**Passage fourni:**
++++++++

Décembre – Psaume 90,2
Mois de décembre
« Il dira au Seigneur, vous êtes mon soutien, mon asile et mon refuge (Ps. 90, 2)»
Ecoutons Saint Bernard – Sermon 2 sur le psaume 90
- Le Prophète dit donc : « Celui qui a établi sa demeure dans l’assistance du Très-Haut, dira au Seigneur, vous êtes mon soutien et mon refuge : il est mon Dieu et j’espérerai en lui. » C’est en témoignage de sa reconnaissance qu’il s’exprimera ainsi, qu’il chantera les louanges du Seigneur, et exaltera sa miséricorde, à cause de la double assistance qu’il reçoit. En effet, celui dont la demeure est encore dans l’assistance de Dieu, non dans son royaume, se trouve souvent dans la nécessité de fuir et fait quelques chutes. Oui, dis-je, il se trouve dans la nécessité de fuir à la vue de la tentation, tant qu’il n’a pas cessé d’habiter dans ce corps mortel ; et s’il lui arrive alors de retarder un peu le pas dans sa fuite, souvent il est atteint et renversé, mais Dieu le reçoit. Il est donc notre refuge, lorsque l’ennemi veut lapider notre paresse avec la fiente des bœufs, au pas lent et paresseux, et il nous soustrait à la honte de cette lapidation : il est notre soutien, et place sa main au-dessous de nous, dans nos chutes, de peur que nous ne nous heurtions. Dès que la tentation assaille notre esprit, réfugions-nous sans retard vers lui, et implorons humblement son secours. S’il arrive par hasard, ainsi que cela a lieu quelquefois qu’elle nous saisisse, parce que notre fuite n’a point été assez rapide, ne nous donnons de repos que lorsque le Seigneur nous aura pris dans ses mains. Il est impossible, en effet, que les hommes ne tombent point quelquefois tant qu’ils demeurent en ce monde, mais les uns se brisent en tombant, et les autres ne se brisent point, parce que Dieu a étendu sa main pour les recevoir dans leur chute. Mais comment pouvons-nous discerner les premiers des seconds, afin de séparer les brebis des boucs et les justes des pécheurs, à l’exemple du Seigneur (Matt. XXV, 32 ?) « Le juste, en effet, tombe sept fois le jour (Prov. XXIV, 16). »

++++++++

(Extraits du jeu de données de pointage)

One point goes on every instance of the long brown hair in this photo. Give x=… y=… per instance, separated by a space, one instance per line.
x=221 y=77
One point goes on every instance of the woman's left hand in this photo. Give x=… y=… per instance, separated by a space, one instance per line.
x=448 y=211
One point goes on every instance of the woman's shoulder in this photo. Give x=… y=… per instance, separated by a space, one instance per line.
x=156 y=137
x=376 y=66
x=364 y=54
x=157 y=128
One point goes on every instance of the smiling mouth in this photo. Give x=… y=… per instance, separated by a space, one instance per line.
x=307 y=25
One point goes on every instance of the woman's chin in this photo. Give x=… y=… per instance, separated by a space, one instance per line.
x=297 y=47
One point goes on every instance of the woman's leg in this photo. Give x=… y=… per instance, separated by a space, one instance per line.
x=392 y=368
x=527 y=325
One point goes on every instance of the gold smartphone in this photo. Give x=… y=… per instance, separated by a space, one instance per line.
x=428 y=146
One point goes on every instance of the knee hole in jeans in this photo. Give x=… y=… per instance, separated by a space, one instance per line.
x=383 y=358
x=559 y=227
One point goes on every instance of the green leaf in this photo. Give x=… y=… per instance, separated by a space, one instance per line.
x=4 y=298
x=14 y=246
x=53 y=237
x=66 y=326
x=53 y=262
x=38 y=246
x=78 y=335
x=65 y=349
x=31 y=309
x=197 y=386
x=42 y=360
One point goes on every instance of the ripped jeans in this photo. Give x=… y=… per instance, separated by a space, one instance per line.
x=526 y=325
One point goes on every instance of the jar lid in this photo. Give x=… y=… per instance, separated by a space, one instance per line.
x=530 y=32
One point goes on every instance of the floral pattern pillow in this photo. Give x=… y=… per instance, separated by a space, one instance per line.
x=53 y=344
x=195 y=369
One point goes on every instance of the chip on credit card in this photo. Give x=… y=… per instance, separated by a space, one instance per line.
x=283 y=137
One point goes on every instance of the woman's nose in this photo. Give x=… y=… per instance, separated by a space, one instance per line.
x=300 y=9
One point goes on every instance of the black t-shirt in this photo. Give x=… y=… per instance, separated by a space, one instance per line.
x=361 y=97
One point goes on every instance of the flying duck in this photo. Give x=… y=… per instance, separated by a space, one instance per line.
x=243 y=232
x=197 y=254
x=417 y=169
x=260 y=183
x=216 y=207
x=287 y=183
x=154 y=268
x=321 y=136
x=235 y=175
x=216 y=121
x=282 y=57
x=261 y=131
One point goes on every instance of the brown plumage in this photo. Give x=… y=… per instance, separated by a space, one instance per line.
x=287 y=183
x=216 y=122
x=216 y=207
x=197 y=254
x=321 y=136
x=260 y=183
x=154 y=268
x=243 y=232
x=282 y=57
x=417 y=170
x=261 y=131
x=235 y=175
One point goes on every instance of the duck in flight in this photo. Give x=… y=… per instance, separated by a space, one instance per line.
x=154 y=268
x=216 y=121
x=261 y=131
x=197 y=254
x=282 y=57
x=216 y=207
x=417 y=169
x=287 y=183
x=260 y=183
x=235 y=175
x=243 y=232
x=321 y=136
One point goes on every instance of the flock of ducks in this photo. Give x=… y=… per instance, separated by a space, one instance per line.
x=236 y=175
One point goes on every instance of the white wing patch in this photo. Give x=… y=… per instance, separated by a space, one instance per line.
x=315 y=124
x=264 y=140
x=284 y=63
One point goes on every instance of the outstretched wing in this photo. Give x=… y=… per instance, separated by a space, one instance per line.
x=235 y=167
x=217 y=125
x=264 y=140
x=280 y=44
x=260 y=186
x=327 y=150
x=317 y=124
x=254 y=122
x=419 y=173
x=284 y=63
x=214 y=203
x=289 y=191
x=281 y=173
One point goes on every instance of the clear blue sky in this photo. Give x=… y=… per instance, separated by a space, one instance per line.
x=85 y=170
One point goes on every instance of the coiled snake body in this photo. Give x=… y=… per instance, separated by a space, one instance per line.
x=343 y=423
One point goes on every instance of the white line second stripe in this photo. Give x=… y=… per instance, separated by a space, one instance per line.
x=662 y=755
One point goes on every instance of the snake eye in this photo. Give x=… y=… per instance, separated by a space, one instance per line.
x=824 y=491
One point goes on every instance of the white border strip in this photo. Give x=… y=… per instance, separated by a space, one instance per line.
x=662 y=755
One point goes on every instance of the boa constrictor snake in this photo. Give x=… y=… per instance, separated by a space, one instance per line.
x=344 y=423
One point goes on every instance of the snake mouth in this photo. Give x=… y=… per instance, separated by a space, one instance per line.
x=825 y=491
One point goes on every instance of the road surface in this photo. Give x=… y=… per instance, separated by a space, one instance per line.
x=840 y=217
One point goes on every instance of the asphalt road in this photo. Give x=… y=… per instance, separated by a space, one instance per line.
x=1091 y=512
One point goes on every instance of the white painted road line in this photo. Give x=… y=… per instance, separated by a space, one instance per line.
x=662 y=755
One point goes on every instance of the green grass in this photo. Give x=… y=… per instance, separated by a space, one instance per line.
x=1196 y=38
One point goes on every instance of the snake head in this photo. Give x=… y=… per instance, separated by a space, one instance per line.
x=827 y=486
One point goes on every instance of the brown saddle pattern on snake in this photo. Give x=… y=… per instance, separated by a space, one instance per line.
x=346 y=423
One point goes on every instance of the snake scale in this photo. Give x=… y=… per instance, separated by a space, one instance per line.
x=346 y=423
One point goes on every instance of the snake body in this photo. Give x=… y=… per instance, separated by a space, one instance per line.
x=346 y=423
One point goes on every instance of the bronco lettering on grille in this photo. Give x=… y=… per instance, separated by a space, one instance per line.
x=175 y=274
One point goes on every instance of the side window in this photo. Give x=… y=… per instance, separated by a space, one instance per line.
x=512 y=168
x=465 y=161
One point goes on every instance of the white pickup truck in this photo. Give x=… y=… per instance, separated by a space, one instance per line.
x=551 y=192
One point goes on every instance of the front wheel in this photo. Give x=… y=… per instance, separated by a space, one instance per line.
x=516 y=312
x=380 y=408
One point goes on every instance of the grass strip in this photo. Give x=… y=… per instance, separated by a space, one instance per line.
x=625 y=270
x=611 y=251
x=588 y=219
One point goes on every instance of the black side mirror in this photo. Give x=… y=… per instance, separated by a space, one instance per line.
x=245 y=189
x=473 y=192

++++++++

**Consigne donnée:** Poursuivez le sermon de saint Bernard sur le psaume 90 en reprenant juste après sa dernière phrase.

**Réponse attendue:**
- Or, il y a cette différence entre les chutes du juste et celles du pécheur, que l’un, quand il tombe, est reçu par le Seigneur, et se relève plus fort qu’auparavant, tandis que l’autre ne tombe que pour ne plus se relever. Que dis-je, il tombe dans une mauvaise honte ou dans l’impudence ; ou bien il trouve le moyen d’excuser ce qu’il a fait, et le sentiment de honte, qui lui fait trouver des excuses à son péché, est lui-même une source de péché ; ou bien il se fait un front de prostituée et, bien loin de craindre Dieu ou les hommes, il publie son péché comme le faisait Sodome. Le juste, au contraire, s’il tombe, est reçu dans les mains mêmes du Seigneur, et c’est merveille de voir comme son, péché devient pour lui une source de justice. « Nous savons, dit l’Apôtre, que tout contribue au bien de ceux qui aiment Dieu (Rom. VIII, 28). » En effet, ne tourne-t-elle point à notre avantage cette chute qui nous rend plus humbles et plus vigilants ? Et n’est-ce point tomber sur les mains de Dieu, que de tomber dans celles de l’humilité ? « J’ai été poussé, on a fait effort pour me renverser (Psal. CXVII, 13), » dit le Prophète, mais celui qui m’a poussé n’a rien gagné à me faire tomber, « car le Seigneur m’a reçu dans ses mains. » L’univers peut dire à Dieu : vous êtes mon créateur ; les animaux peuvent ajouter : vous êtes notre pasteur, et tous les hommes peuvent s’écrier : vous êtes notre rédempteur. Mais il n’y a que celui qui a établi sa demeure dans l’assistance du Très-Haut qui puisse lui dire : Vous êtes mon soutien. Aussi ajoute-t-il « et vous êtes aussi mon Dieu. » Pourquoi ne dit-il point notre Dieu ? C’est parce que s’il est notre Dieu à tous, dans la création, dans la rédemption et dans tous les autres bienfaits dont il comble sans distinction tous les êtres, il n’y a pourtant que les élus qui aient chacun, en lui, comme un Dieu particulier, au milieu de la tentation. En effet, il est si bien disposé à les recevoir s’ils tombent, et, à leur servir de refuge s’ils fuient, qu’il semble oublier tous les autres, pour ne plus s’occuper que d’eux.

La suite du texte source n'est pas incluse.